> [WORK TO BE COMPLETED]
Your answer should be every line of the records that contains the word "navy", copied as it stands.

> [INPUT FOR THIS TASK]
Start of Block

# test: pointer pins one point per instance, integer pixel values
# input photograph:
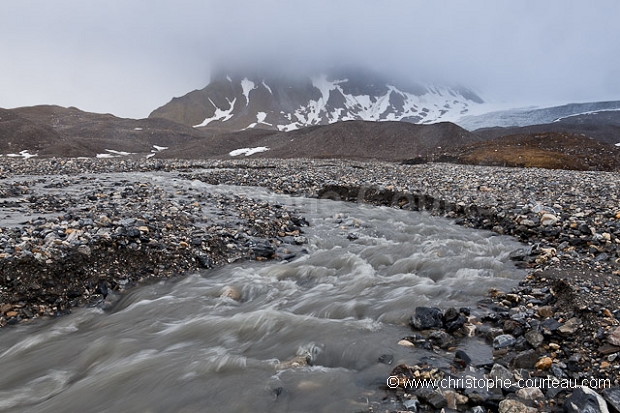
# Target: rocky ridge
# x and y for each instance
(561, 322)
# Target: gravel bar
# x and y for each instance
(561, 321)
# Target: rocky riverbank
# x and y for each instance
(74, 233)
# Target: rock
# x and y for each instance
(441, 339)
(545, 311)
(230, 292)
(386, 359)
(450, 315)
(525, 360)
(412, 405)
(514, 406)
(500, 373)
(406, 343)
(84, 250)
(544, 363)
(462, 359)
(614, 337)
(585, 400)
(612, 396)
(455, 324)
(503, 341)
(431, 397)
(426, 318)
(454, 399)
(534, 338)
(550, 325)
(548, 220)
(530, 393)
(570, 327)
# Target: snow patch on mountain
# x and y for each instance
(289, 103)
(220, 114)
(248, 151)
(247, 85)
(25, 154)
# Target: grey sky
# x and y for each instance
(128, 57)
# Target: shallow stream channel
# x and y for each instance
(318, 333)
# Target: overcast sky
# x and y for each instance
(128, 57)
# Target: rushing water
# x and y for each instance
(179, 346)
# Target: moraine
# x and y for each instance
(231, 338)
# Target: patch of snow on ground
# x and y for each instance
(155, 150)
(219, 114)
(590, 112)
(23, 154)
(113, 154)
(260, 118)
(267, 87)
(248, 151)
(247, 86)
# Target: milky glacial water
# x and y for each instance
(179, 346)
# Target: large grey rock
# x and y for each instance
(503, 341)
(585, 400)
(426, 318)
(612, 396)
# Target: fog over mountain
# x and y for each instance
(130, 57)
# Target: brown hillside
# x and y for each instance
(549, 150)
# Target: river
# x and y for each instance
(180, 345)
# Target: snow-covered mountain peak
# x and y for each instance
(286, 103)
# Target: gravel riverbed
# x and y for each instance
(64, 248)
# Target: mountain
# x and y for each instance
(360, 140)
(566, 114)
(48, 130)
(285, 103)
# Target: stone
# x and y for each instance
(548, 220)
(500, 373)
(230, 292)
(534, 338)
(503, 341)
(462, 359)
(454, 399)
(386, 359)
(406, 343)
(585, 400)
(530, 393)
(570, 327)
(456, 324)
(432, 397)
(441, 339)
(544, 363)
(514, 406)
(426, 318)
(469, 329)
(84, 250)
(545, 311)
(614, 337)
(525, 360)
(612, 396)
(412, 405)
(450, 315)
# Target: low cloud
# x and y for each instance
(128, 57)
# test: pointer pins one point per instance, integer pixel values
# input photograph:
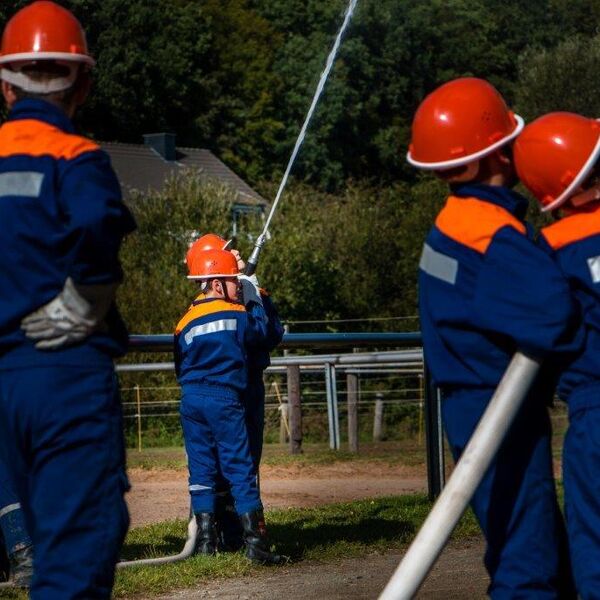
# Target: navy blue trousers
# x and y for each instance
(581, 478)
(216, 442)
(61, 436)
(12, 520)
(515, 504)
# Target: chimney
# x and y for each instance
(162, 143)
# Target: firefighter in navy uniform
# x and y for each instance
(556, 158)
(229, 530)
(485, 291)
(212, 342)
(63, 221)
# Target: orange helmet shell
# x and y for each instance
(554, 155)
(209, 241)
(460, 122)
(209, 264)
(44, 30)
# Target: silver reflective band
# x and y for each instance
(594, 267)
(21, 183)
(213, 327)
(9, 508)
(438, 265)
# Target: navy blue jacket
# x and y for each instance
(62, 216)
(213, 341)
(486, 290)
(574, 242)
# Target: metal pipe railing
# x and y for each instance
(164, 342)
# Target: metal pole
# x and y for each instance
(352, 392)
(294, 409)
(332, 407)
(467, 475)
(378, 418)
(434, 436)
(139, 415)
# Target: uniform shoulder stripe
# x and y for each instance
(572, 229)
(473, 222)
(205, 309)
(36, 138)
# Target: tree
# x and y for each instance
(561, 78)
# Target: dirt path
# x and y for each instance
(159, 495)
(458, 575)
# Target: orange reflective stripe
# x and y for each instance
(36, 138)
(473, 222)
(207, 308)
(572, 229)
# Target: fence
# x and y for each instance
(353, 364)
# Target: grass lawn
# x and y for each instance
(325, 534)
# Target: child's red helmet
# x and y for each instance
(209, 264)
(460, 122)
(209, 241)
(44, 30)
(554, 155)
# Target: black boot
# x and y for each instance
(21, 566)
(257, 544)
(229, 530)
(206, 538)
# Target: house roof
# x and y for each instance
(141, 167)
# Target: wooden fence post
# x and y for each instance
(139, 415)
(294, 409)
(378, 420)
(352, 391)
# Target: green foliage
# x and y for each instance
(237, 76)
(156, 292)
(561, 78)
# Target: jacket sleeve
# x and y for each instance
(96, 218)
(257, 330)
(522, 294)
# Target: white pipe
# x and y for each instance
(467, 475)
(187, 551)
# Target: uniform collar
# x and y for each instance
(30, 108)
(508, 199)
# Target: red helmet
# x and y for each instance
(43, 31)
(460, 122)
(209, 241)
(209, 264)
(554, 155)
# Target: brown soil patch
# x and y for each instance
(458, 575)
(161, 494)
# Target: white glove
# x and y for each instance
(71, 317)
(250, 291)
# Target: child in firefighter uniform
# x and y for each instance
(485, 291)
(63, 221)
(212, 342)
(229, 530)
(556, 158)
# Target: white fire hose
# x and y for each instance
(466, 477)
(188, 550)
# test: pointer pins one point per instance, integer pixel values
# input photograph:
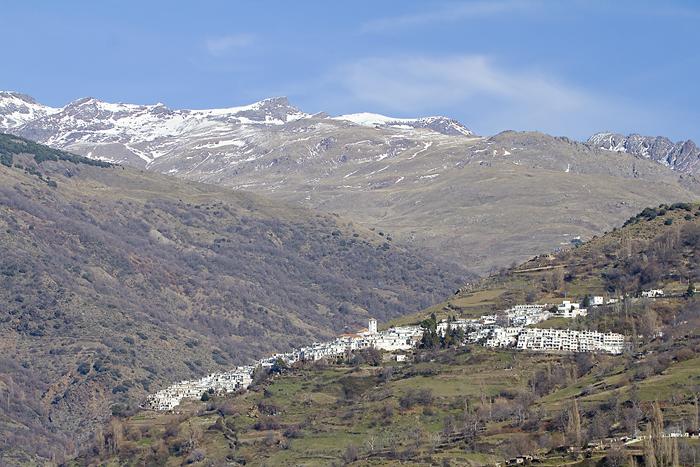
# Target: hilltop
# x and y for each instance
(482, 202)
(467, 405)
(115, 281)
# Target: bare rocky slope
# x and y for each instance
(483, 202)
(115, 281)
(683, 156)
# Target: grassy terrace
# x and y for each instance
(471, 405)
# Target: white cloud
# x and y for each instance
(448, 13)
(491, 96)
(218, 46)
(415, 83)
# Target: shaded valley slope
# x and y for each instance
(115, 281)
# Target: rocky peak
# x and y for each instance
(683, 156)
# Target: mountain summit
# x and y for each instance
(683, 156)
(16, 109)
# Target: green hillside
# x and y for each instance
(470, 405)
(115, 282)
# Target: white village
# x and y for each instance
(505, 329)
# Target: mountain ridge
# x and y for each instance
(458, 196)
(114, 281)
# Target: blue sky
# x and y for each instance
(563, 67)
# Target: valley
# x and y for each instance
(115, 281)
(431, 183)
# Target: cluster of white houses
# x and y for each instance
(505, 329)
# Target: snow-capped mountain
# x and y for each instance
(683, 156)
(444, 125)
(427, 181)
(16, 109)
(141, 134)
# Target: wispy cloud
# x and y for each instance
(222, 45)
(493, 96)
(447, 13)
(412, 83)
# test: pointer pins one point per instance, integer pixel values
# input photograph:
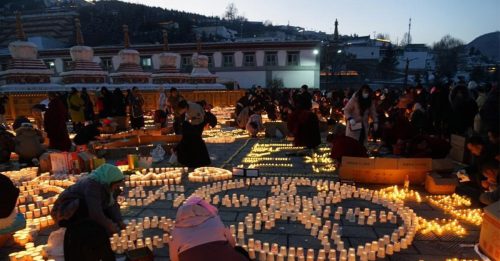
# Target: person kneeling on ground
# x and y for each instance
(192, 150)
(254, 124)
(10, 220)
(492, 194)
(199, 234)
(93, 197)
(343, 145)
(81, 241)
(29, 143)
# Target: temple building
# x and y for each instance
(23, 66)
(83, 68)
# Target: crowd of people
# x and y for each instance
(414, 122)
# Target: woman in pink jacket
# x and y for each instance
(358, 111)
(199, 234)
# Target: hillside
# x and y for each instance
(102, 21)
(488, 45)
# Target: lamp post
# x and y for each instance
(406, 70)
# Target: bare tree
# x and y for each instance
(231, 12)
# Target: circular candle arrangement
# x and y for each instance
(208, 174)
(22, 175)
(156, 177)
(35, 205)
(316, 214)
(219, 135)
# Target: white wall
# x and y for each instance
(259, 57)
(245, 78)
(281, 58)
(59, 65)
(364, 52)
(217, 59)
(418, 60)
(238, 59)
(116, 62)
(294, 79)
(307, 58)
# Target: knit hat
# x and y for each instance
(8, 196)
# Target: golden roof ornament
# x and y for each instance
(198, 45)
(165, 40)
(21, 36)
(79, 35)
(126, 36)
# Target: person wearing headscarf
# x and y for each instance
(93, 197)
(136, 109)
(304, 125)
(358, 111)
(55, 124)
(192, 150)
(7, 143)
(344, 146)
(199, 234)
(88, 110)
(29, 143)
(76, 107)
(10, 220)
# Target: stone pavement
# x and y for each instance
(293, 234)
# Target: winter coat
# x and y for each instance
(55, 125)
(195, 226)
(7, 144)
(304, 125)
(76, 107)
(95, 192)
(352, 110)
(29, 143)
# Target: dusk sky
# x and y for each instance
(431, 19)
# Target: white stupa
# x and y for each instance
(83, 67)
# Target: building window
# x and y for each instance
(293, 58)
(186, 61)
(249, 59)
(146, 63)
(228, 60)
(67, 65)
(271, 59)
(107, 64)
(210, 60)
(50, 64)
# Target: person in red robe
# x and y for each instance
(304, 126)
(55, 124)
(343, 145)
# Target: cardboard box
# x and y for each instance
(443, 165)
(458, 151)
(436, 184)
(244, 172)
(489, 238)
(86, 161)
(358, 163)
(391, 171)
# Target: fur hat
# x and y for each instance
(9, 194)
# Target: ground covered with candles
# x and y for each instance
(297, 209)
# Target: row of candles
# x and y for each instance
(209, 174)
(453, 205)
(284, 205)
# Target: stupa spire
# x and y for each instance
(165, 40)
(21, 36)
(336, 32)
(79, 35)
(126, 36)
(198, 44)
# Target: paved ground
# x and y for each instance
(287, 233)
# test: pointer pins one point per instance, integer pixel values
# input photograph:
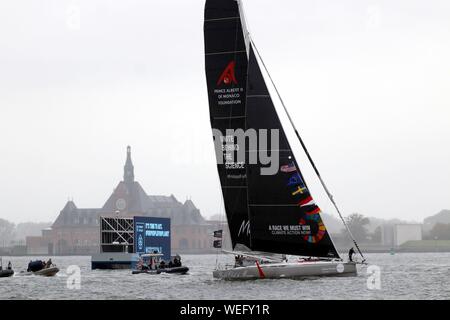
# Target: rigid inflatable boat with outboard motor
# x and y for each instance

End of Block

> [SOLUTION TO THIS PROBLEM]
# Target: navy blue trousers
# Target: firefighter in navy uniform
# Target: navy blue jacket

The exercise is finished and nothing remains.